● SELECTED EXCERPT:
Patients with HRA: Blood Metal Ion Levels Between Patients With and Without an ALTR or Metallosis

Metal ion levels were not helpful in differentiating between patients with MRI evidence of ALTR or metallosis and those who did not have those conditions. Differences were detected for the levels of cobalt and chromium at year 1 and for chromium at year 3, which represents only three of the eight ion tests across all timepoints (Table 8). The mean differences were less than 5 ppb at any timepoint. These results indicate a poor association between elevated metal ion levels and the presence of an ALTR or metallosis on MRI. The results also emphasize the inability of a test to assess whole-body metal ion levels with a direct, noninvasive assessment of the reaction of local synovial tissues. Our findings mirror those of a prior study that found development of a pseudotumor without a concomitant change in serum metal ion levels or hip pain [46]. Further, although elevated levels were found in patients with Anderson Class C1 or higher, changes of only ± 5% were reported between timepoints [46]. A direct comparison of our results with those of other studies is challenging because of the use of a synovial classification rather than a grading or staging method used by other studies, as described above. Reito et al. [42] found that longitudinal changes in blood metal ion levels were not different between patients with a progressive change in their pseudotumor on MRI and patients with no change, with median changes generally less than 1 ppb. Briant-Evans et al. [5] found that high cobalt levels, above 7 ppb, were associated with disease progression. Kwon et al. [24] found pseudotumors in all hips and did not find an increase in the median serum cobalt (4.1 to 4.5 ppb) or chromium (4.5 to 4.7 ppb) ion levels over time, and Hasegawa et al. [17] found elevated cobalt and chromium levels, both > 10 ppb, at each timepoint. However, longitudinal changes were not detected, and the authors of that study had already confirmed that the patients had pseudotumors to meet the study’s inclusion criteria. Finally, Laaksonen et al. [27] found that chromium levels greater than 5 ppb in patients with MoM HRAs were associated with progression of an ALTR.

● EXERCISES TO COMPLETE:
A: Decide whether each statement agrees with the passage on blood metal ion levels above. Answer yes or no for each, and quote the words from the passage that settle it.
(i) Differences in cobalt and chromium levels were detected at year 1.
(ii) At one or more timepoints the mean differences were greater than 5 ppb.
(iii) Kwon et al. found that median serum cobalt levels increased over time.
B: Pick up the passage on blood metal ion levels after its final sentence and carry it forward.

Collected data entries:
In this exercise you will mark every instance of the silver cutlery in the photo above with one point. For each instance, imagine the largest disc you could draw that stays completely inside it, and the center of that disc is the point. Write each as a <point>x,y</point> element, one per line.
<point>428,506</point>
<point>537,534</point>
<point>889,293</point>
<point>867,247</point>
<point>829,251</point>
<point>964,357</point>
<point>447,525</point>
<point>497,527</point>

● RESULTS IN ORDER:
A:
(i) Yes: "Differences were detected for the levels of cobalt and chromium at year 1"
(ii) No: "The mean differences were less than 5 ppb at any timepoint."
(iii) No: "did not find an increase in the median serum cobalt (4.1 to 4.5 ppb) or chromium (4.5 to 4.7 ppb) ion levels over time"

B:
Conclusion

We found an increase in the synovial volume and development of ALTR or metallosis in patients who underwent HRA compared with patients who had CoP bearings, even as most patients with HRA did not have an ALTR or metallosis present. The self-assessed symptomatology of patients with HRA was not different than patients with CoP and MoP. These findings indicate that MRI detected ALTRs in high-functioning individuals without complaints of pain; thus, an annual clinical assessment that depends on symptoms alone may not detect soft tissue complications in these patients. The inconsistent findings regarding the serum ion level with respect to the presence of an ALTR further supports MRI as a noninvasive imaging modality capable of assessing periprosthetic soft tissue complications and should be considered as part of the routine patient follow-up protocol to allow early detection and monitoring of ALTRs, in line with a prior consensus statement [25]. The current findings suggest that the presence of capsule dehiscence with fluid around the hip alone should be considered a normal postoperative finding because this will generally decrease over time and does not indicate an ALTR. Future longitudinal evaluations of nonMoM bearing surfaces may aid in identifying ALTRs.